------ EXCERPTED TEXT ------
These whites are different. They’re hard to describe. And boy are they delicious. I’d call them among the biggest of whites. They are the whites I would suggest to someone that has always been a red drinker who I wanted to convert. They’re big but not oaky or heavy. The aromas tend towards honey and almonds with earth tones. Nothing fruity here. In the mouth there is a roundness and viscosity that I find very sensual.
You’ll notice that we have a 2001 Chateauneuf-Du-Pape Blanc in the lineup. It’s a new library release from the winery and has been stored perfectly. This 11 year old white Neuf will give you a great idea how well these white Rhone blends can age and improve. The price is amazing. We’re pouring 4 French, one from California and one from Oregon/ Washington. All except the Fausse Piste are blends and similar in their makeup and it will be a treat tasting the difference that “place” or “terroir” plays on the final impression. Come taste the difference for yourself.
------
**TASK OBJECTIVE**
Revise the white wine passage from "These whites are" to "find very sensual.", changing "delicious" to "tasty". The data that comes next is separate from the white wine passage.
------ RECORDS SHOWN ------
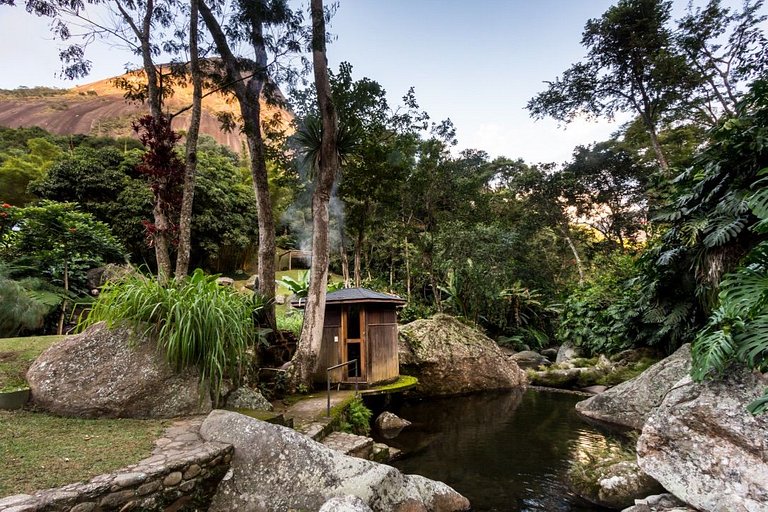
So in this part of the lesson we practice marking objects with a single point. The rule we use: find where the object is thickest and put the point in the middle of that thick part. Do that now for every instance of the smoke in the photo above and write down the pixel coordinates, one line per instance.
(298, 219)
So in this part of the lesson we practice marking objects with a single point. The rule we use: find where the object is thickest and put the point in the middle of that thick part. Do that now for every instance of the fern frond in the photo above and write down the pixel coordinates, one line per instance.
(745, 292)
(711, 353)
(752, 343)
(725, 231)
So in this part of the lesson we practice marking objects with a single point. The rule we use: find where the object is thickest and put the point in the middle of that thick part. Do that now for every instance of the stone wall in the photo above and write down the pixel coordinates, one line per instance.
(182, 474)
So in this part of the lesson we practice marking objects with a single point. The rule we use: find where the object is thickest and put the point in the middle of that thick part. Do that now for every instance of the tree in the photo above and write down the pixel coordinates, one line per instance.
(18, 168)
(304, 361)
(246, 79)
(632, 66)
(192, 136)
(607, 189)
(139, 26)
(727, 49)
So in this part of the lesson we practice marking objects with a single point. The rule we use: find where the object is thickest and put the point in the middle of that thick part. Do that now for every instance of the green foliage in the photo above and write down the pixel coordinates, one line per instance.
(602, 316)
(20, 167)
(25, 304)
(357, 418)
(298, 287)
(291, 321)
(61, 242)
(708, 218)
(198, 322)
(103, 180)
(415, 311)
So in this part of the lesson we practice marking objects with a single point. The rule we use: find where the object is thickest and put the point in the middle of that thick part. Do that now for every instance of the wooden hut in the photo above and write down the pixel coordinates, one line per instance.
(359, 324)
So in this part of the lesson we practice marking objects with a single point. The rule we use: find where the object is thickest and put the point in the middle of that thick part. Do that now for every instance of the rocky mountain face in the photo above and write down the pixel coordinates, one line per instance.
(100, 109)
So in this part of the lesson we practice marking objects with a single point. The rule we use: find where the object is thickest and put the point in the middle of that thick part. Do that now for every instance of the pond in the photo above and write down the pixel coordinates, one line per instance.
(504, 452)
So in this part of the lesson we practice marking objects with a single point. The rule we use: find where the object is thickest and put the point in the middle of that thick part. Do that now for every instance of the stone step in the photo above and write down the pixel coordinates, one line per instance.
(350, 444)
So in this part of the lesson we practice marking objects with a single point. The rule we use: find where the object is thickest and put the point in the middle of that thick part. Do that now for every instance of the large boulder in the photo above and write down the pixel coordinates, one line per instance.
(567, 352)
(665, 502)
(275, 469)
(113, 373)
(704, 447)
(530, 359)
(390, 425)
(622, 483)
(247, 398)
(630, 403)
(451, 358)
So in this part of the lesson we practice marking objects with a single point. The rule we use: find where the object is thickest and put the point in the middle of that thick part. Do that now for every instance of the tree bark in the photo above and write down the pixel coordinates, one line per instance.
(344, 258)
(160, 236)
(185, 215)
(576, 257)
(305, 359)
(248, 93)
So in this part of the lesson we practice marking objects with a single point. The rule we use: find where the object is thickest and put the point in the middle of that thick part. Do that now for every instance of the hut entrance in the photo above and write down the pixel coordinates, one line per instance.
(353, 342)
(359, 324)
------
**FINISHED ANSWER**
These whites are different. They’re hard to describe. And boy are they tasty. I’d call them among the biggest of whites. They are the whites I would suggest to someone that has always been a red drinker who I wanted to convert. They’re big but not oaky or heavy. The aromas tend towards honey and almonds with earth tones. Nothing fruity here. In the mouth there is a roundness and viscosity that I find very sensual.